(ACTIVIDADES)
[a] Contesta las siguientes preguntas con base en el fragmento:
(i) Según el padre, ¿qué cosa no origina el cáncer de pulmón?
(ii) ¿Qué dos cosas dice quien narra que su padre no le enseñó?
(iii) ¿Qué ilusión encendió la consecuencia de los actos de aquella noche?
[b] De acuerdo con el fragmento, ¿por qué afirma el padre que la tragedia de Moy no tiene nada que ver con su hijo? Explícalo en una a tres oraciones.

(FRAGMENTO SELECCIONADO)
————————

Mi padre entendió a lo que me refería, me miró con esa expresión que parece exclusiva de las madres, me abrazó y me dijo algo más o menos así: No, hijo, estás muy equivocado, el cáncer de pulmón no se origina por un golpe en las costillas, la tragedia de Moy no tiene nada que ver contigo, no sé por qué, ni desde cuando vienes culpándote por eso, pero ya es tiempo de que lo sueltes.

No recuerdo haber jugado basquet o fútbol con mi papá, ni me enseñó a andar en bici o a calcular derivadas. Viví en aquella cultura, él cumplió con su papel al tiempo que mis amigos y primos, mis hermanos y vecinos, cubrieron esas necesidades. Tampoco lo recuerdo ahí durante adolescencia y juventud al surgir ciertas heridas, pero siempre supo estar, cuando vio las cicatrices.




Si no se publica, ¿no vale?

 

La consecuencia de mis actos de aquella noche encendió en mi interior la ilusión de escribir. Ya lo había leído en alguna publicación del cronista de la ciudad: existe un no-se-qué en el ego que algo se dispara ahí cuando uno ve impreso nombre, obras o pensamientos propios.

————————

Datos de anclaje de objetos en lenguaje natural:
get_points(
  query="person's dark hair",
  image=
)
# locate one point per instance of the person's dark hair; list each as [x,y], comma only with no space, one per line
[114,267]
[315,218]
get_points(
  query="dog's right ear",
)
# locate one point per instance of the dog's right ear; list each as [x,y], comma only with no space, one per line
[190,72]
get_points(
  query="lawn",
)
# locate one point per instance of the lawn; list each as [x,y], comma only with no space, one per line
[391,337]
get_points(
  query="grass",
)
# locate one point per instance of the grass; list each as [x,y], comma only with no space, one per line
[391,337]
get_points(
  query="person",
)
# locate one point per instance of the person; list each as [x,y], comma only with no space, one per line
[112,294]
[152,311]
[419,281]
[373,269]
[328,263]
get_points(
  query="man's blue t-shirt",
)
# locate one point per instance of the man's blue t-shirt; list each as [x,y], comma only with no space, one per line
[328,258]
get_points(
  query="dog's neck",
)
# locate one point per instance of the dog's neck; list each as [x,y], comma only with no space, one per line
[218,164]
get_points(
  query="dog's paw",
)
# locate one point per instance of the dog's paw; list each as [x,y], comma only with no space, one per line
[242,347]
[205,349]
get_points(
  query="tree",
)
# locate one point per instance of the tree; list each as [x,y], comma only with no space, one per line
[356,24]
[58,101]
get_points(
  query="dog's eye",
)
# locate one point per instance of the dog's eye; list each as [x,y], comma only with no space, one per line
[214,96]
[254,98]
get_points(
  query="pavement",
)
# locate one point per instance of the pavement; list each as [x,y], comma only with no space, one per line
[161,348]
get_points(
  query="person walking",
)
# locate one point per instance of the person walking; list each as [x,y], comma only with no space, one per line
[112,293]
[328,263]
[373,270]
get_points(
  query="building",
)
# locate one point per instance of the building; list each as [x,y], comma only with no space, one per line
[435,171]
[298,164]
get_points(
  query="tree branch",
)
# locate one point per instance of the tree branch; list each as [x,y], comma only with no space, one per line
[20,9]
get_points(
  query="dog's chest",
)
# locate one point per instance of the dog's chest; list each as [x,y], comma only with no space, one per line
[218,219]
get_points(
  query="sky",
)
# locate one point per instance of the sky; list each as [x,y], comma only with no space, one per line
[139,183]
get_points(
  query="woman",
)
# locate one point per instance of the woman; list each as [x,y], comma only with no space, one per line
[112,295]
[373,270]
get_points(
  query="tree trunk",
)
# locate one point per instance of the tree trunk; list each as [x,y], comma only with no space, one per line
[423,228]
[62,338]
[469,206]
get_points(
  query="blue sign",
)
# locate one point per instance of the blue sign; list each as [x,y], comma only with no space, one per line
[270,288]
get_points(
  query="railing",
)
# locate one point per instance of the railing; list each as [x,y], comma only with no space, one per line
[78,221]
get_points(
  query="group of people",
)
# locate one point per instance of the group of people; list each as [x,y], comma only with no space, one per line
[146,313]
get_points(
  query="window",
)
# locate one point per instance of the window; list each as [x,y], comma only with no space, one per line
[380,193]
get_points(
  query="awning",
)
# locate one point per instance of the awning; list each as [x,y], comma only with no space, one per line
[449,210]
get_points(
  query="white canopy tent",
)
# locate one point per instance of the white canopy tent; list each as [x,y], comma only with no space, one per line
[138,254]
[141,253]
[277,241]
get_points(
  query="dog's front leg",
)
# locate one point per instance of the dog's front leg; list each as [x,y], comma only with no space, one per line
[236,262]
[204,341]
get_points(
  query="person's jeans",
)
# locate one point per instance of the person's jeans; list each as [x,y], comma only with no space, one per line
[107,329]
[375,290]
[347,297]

————————

(SOLUCIONES)
[a]
(i) Un golpe en las costillas.
(ii) A andar en bici y a calcular derivadas.
(iii) La ilusión de escribir.

[b] El padre explica que el cáncer de pulmón no se origina por un golpe en las costillas. Por eso le dice a su hijo que está muy equivocado al culparse y que ya es tiempo de que lo suelte.